ÉNONCÉ 1
Pouvez-vous recopier fidèlement le passage du texte fourni qui commence par les mots contenant "En 1951 ces" et se termine par "luttes ouvrières historiques."?
ÉNONCÉ 2
D'après le texte fourni, répondez à ces questions :
(a) En quelle année Henri La Fontaine a-t-il reçu le prix Nobel de la paix?
(b) Où les toiles sont-elles accrochées en 1951?
(c) En quelle année Roger Somville transforme-t-il en donation le dépôt des œuvres confiées à l'IHOES?

En 1951, les trois artistes réalisent encore une toile à la gloire du Festival mondial de la jeunesse, dont l’expo reprend aussi une affiche.
En 1951 ces toiles sont accrochées au Heysel, où le PCB fête son 30e anniversaire, à côté d’une série de toiles évoquant l’implication active du parti dans les luttes ouvrières historiques.
Somville voulait des « fresques portatives, des toiles qui ont comme vocation de voyager de manifestation en manifestation ». 65 ans plus tard ces fresques portatives se retrouvent dans l’expo avec leur évocation du pacifisme des années 50.
En 2009, lors de l’exposition Forces murales del’IHOES à Liège, Roger Somville transforme en donation le dépôt de ces œuvres confiées à l’IHOES.  

Le diplôme du  Prix Nobel de la paix 1913 de Henri La Fontaine.

Un des documents les plus précieux de l’expo est le diplôme du  Prix Nobel de la paix 1913 de Henri La Fontaine. Sur les Nobel de la Paix voir aussi  le beau poster du CNAPD-Intal un peu plus loin. Notre fondateur du Mundaneum  avait préside le Bureau international de la paix en 1891. Il était aussi membre-fondateur du Parti ouvrier belge. En tant qu’un des premiers sénateurs socialistes en Belgique il a œuvré à réunir avant la guerre des conférences interparlementaires.

EXTRAITS DES DONNÉES

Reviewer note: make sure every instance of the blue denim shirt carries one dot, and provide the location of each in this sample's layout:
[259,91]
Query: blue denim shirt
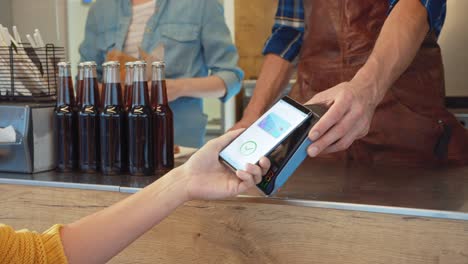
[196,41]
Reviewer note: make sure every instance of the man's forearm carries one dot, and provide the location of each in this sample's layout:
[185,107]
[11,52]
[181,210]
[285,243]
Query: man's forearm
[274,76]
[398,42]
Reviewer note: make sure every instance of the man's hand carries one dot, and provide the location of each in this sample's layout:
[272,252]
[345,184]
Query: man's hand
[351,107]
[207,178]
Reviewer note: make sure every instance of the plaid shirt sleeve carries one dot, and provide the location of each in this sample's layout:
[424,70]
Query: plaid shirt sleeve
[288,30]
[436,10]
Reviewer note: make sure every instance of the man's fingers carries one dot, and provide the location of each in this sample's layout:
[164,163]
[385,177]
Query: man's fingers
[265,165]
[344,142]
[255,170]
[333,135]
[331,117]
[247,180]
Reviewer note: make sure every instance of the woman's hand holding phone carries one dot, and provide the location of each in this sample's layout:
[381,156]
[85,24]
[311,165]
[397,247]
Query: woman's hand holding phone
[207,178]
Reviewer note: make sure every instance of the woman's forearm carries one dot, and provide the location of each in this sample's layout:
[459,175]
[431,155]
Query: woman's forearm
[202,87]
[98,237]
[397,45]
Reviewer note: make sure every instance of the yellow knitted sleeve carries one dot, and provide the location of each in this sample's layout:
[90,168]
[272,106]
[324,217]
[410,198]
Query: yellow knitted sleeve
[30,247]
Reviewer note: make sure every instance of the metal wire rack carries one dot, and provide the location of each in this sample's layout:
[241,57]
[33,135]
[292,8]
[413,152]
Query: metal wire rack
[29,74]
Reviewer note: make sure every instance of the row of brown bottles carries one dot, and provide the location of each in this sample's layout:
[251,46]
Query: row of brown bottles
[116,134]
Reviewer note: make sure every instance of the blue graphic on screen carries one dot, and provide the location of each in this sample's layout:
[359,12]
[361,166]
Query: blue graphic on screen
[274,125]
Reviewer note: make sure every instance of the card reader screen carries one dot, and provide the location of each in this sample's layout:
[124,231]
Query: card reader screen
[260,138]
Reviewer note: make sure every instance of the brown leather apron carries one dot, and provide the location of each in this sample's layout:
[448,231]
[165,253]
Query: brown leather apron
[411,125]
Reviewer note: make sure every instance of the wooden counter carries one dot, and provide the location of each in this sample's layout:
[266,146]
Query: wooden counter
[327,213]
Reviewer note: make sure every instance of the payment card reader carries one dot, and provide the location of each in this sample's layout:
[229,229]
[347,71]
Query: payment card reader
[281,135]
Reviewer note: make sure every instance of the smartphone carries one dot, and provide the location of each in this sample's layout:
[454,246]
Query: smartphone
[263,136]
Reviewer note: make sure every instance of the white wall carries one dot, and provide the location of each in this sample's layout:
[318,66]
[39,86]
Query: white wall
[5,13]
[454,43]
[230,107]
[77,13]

==

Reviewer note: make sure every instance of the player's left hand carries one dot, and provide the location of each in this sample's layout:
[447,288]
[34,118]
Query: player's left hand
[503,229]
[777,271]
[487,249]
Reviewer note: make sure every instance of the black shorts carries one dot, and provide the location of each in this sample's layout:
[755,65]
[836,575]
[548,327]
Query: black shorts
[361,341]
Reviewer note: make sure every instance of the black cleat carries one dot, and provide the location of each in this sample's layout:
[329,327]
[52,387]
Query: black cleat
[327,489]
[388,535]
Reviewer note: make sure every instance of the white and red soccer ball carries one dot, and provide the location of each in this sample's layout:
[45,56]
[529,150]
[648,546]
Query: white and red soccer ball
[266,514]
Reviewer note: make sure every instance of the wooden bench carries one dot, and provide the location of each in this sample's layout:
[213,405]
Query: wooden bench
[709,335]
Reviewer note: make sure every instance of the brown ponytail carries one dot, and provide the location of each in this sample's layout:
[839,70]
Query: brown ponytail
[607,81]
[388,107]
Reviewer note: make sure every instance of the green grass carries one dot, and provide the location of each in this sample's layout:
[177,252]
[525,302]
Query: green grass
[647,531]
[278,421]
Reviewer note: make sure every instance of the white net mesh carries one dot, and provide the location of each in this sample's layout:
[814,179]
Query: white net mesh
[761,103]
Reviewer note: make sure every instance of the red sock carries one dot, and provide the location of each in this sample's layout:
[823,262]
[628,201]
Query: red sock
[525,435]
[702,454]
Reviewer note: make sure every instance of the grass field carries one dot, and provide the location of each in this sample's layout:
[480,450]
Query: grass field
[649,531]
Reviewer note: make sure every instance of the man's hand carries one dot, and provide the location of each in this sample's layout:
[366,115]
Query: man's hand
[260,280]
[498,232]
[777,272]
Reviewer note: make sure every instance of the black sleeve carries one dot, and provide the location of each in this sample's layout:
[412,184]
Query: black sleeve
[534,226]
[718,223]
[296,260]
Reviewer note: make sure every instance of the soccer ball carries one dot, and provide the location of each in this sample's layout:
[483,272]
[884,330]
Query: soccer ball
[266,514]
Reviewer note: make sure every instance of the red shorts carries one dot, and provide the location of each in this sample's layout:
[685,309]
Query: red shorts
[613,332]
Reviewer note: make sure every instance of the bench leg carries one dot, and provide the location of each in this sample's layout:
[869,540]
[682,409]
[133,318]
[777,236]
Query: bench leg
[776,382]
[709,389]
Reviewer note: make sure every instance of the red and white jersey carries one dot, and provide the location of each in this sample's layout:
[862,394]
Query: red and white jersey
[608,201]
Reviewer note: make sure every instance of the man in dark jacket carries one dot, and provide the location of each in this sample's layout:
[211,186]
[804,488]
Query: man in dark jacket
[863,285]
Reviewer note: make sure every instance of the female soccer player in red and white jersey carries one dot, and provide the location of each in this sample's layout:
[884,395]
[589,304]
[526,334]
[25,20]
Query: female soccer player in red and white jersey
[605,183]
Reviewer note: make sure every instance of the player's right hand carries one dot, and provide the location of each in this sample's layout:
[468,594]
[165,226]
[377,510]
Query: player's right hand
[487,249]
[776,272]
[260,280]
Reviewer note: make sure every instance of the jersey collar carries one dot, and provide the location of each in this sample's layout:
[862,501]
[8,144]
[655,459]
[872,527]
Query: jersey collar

SOLUTION 1
En 1951 ces toiles sont accrochées au Heysel, où le PCB fête son 30e anniversaire, à côté d’une série de toiles évoquant l’implication active du parti dans les luttes ouvrières historiques.

SOLUTION 2
(a) En 1913.
(b) Au Heysel.
(c) En 2009.